• **Goal of the exercise**
If a line in the listing below includes the word "yellow", pick it out.

(Data supplied Opens)

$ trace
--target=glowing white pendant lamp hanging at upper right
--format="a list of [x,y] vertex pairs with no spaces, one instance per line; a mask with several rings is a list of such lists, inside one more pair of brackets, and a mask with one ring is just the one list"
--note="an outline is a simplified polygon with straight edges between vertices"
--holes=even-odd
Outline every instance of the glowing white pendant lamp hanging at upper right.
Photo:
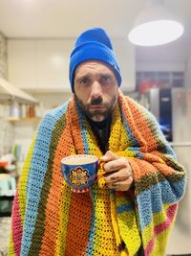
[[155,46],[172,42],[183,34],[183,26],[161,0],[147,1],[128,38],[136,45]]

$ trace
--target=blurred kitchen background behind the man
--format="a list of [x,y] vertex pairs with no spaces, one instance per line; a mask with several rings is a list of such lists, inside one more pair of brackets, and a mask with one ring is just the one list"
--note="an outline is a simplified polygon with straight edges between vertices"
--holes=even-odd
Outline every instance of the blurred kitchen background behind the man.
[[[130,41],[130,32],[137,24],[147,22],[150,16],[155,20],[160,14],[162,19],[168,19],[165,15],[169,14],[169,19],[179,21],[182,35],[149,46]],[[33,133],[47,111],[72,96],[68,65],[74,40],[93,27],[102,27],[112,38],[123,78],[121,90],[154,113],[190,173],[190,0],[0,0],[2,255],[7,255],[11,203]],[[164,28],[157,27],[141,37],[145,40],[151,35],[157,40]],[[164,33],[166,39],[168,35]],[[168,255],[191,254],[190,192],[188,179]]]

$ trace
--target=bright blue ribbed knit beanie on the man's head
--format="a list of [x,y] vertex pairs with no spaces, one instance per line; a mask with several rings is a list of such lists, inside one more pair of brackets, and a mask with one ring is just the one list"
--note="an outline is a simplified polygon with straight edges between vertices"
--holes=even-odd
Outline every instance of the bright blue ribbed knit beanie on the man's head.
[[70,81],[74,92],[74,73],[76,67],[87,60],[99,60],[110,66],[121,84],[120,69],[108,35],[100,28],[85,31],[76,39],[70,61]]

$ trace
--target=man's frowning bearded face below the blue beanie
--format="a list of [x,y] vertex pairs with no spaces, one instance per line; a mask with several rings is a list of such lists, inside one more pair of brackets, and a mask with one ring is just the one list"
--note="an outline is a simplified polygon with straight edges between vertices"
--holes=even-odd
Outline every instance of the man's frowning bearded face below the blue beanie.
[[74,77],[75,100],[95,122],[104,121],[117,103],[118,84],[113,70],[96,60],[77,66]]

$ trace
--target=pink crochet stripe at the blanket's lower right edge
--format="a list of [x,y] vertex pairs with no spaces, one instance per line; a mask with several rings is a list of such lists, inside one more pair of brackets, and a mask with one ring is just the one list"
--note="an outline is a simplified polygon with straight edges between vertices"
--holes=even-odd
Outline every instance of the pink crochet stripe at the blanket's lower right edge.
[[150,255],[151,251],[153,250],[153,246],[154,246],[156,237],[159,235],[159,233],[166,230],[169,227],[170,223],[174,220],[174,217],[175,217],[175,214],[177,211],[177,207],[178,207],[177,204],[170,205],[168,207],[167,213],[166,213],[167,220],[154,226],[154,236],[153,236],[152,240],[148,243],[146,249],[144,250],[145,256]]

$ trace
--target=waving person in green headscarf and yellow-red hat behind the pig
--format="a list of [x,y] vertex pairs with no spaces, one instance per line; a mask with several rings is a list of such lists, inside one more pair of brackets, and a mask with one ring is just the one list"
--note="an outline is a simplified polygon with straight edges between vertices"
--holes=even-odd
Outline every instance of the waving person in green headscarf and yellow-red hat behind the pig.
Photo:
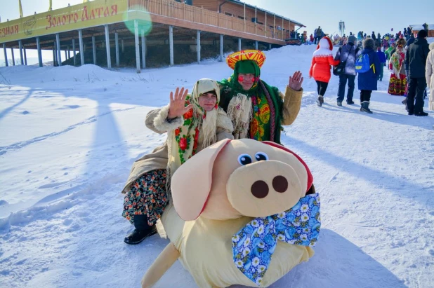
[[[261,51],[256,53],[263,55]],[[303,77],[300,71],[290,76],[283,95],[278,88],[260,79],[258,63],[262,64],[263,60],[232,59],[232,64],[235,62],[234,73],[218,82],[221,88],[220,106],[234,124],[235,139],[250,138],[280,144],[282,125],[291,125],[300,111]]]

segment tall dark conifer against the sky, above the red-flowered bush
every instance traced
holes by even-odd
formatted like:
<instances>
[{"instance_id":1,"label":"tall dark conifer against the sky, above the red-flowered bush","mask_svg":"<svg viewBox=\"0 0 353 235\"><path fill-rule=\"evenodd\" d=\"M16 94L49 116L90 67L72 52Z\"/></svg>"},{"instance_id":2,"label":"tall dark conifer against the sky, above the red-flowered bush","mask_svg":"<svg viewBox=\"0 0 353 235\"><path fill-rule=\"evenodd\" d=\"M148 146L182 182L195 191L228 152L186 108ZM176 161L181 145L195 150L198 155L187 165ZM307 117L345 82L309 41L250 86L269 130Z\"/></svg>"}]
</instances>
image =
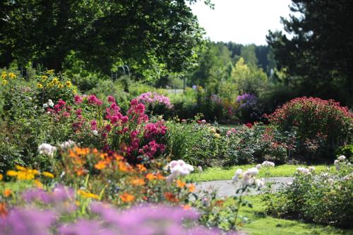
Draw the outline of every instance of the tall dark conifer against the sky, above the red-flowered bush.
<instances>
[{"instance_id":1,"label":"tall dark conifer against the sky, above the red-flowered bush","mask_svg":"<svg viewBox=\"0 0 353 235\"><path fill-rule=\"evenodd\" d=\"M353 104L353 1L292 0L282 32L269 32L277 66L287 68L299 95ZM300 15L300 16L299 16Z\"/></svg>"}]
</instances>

(Data supplied Closes)
(Data supplied Opens)

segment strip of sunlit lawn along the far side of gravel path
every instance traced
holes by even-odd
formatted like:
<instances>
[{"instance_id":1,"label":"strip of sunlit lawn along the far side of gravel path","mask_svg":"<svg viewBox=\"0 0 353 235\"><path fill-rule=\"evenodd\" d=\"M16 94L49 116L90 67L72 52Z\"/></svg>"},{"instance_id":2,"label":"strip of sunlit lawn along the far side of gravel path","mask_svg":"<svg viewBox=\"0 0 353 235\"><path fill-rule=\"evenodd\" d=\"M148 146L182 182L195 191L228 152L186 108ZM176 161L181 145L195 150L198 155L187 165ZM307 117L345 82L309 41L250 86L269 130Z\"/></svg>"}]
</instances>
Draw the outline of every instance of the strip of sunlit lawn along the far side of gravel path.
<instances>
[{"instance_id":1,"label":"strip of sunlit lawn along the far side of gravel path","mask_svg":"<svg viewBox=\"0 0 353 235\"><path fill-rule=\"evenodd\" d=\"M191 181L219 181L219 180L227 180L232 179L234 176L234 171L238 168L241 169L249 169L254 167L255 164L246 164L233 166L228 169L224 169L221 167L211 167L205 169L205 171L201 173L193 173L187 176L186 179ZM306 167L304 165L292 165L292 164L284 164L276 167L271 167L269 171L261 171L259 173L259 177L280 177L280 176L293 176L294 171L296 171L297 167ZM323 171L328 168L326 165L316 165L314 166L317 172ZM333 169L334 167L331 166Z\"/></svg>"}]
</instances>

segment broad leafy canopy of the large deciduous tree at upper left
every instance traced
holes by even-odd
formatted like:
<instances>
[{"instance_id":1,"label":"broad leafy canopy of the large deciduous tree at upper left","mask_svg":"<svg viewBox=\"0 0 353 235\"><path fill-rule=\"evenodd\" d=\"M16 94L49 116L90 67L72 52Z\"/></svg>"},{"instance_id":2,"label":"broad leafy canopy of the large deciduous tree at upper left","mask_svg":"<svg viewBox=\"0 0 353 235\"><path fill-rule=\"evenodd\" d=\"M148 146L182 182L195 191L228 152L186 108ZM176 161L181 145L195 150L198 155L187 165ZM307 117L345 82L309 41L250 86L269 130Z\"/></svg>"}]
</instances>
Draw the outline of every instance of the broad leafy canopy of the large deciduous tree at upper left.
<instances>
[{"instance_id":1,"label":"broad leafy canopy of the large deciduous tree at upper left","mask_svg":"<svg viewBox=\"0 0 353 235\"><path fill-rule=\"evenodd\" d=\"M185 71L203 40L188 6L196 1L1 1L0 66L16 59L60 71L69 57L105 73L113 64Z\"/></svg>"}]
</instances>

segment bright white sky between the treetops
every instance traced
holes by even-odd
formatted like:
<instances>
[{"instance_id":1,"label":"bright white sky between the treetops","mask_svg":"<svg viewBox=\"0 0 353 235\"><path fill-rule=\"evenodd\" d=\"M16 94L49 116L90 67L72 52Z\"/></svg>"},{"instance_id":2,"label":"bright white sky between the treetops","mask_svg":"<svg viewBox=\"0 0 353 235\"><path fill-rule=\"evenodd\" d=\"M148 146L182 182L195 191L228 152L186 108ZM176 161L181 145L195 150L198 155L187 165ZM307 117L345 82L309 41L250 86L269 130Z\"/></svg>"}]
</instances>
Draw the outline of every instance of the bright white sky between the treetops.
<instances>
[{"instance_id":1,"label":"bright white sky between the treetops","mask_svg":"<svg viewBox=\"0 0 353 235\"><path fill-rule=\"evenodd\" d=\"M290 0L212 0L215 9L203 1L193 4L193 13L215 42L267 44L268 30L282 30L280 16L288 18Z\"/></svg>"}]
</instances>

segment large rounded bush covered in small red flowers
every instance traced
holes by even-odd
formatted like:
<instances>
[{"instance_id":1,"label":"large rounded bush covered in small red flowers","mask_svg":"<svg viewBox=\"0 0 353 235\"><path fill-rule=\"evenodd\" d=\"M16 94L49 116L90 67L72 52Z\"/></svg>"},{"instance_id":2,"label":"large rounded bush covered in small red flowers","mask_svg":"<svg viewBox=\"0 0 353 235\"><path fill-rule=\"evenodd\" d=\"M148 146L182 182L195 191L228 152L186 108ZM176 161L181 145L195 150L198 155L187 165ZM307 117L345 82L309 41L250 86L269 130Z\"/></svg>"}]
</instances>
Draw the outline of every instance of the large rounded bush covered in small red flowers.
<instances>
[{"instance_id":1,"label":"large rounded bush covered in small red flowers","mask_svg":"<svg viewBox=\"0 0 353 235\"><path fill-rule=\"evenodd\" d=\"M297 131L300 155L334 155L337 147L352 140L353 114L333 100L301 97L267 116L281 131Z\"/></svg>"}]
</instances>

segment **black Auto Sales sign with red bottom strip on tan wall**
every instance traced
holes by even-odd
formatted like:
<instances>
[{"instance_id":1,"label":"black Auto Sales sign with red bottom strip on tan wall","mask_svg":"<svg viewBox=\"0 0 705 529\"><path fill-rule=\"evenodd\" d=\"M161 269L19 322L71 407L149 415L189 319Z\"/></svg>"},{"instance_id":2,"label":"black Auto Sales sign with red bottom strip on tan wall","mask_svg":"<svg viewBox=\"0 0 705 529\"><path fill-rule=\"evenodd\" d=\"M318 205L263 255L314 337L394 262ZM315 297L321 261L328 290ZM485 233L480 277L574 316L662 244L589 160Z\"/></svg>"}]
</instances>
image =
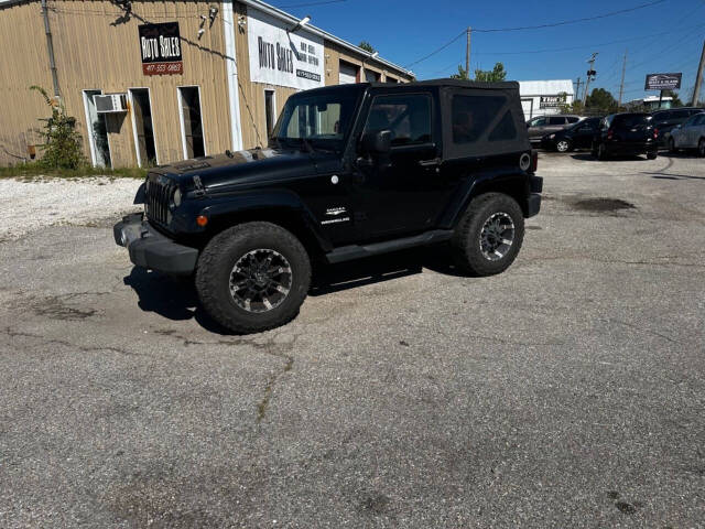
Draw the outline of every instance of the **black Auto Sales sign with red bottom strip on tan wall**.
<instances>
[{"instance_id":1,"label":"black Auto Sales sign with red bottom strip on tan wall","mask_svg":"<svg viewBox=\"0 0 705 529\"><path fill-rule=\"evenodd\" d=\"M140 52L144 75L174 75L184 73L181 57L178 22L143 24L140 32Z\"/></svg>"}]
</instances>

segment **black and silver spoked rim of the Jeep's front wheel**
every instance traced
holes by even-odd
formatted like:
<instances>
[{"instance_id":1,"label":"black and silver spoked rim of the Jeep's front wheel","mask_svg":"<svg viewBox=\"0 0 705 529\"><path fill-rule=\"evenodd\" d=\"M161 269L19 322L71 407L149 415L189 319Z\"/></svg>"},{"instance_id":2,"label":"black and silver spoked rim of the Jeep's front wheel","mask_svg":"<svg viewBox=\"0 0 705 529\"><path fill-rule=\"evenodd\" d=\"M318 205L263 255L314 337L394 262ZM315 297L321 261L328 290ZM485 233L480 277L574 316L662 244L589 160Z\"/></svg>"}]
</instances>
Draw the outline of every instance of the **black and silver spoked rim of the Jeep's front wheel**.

(Data supplied Closes)

• **Result of the task**
--target=waving person in green headscarf and yellow-red hat behind the pig
Outline every instance of the waving person in green headscarf and yellow-red hat behind the pig.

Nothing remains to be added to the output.